| BRIEF A |
In the P-Line forum thread below, what line does Steel Cranium normally use in winter?
| BRIEF B |
Name every user who posts in the P-Line forum thread below, counting each one once.
| BRIEF C |
From the P-Line forum thread below, write out the part that opens with the words containing "## Steel Cranium" and closes with "when it's cold.".

| PAGE EXCERPT |
━━━━━━━━━━━━━━━━━━━━

# p_line



## joe01 (Apr 16, 2004)

i gave pline a shot and diden't like it. anyone else try it????


----------



## Steel Cranium (Aug 22, 2005)

When did you use it? Temps below freezing? Some of the co-polymer lines or hybrids (mono/flouro) seem to get stiff when the temps are below freezing. I normally use silver thread AN-20 (cold weather formula) during the winter. I tried Cabela's brand hybrid line (it was cheap for a big spool) and found that it stiffens when it's cold.

The more flourocarbon content that a line has, the more it will sink and the less limp it will be, compared to straight mono. When it gets cold, the limp factor becomes an issue.


----------



## Sir Gallon Hat (Sep 1, 2005)

8lb. Yes it has some memory, but it's strong, smooth and I prefer it over fluorocarbon unless gin clear. I never leave home without it.


----------



## Fish On (Sep 1, 2004)

I use 4 and 6 # Pline as a tippet and have never had a problem with it , I think it works very well in cold temps and has great knot strenght

Why did you not like it ???


----------



## joe01 (Apr 16, 2004)

I spooled up 6# and used it on sat. It seem like it had a lot of memory and I kept getting Knoted up around the spool, I caught a few fish on it and it held up fine and so did the knot, it was just the memory that was killing me. Maby I spooled it up wrong!!!! temps were around 30 and the water was clear, I went up to conn


----------



## GobyOneGnoby (Apr 21, 2004)

joe01 said:


> I spooled up 6# and used it on sat. It seem like it had a lot of memory and I kept getting Knoted up around the spool, I caught a few fish on it and it held up fine and so did the knot, it was just the memory that was killing me. Maby I spooled it up wrong!!!! temps were around 30 and the water was clear, I went up to conn


You may have too much on or it may have gotten twisted while spooled. It also gets worse when the guides are iced up. I came up with this complicated way to spool up. If you'd like PM me and I'll tell you how.

━━━━━━━━━━━━━━━━━━━━

| SUPPLIED RECORDS |

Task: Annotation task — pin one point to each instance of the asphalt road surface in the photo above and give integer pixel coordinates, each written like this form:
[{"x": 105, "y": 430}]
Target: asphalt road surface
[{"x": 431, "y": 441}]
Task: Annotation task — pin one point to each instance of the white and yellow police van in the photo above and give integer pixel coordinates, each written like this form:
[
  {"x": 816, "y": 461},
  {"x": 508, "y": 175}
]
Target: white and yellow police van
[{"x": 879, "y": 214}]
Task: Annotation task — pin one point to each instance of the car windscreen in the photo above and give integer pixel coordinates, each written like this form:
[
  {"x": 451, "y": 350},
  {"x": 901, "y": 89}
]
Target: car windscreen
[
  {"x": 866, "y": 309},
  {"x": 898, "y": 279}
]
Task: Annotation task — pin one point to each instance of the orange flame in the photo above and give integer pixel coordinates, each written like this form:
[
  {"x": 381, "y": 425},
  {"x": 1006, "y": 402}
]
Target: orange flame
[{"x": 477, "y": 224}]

━━━━━━━━━━━━━━━━━━━━

| CORRECT RESPONSE A |
Silver Thread AN-20 (cold weather formula).

| CORRECT RESPONSE B |
joe01, Steel Cranium, Sir Gallon Hat, Fish On, GobyOneGnoby

| CORRECT RESPONSE C |
## Steel Cranium (Aug 22, 2005)

When did you use it? Temps below freezing? Some of the co-polymer lines or hybrids (mono/flouro) seem to get stiff when the temps are below freezing. I normally use silver thread AN-20 (cold weather formula) during the winter. I tried Cabela's brand hybrid line (it was cheap for a big spool) and found that it stiffens when it's cold.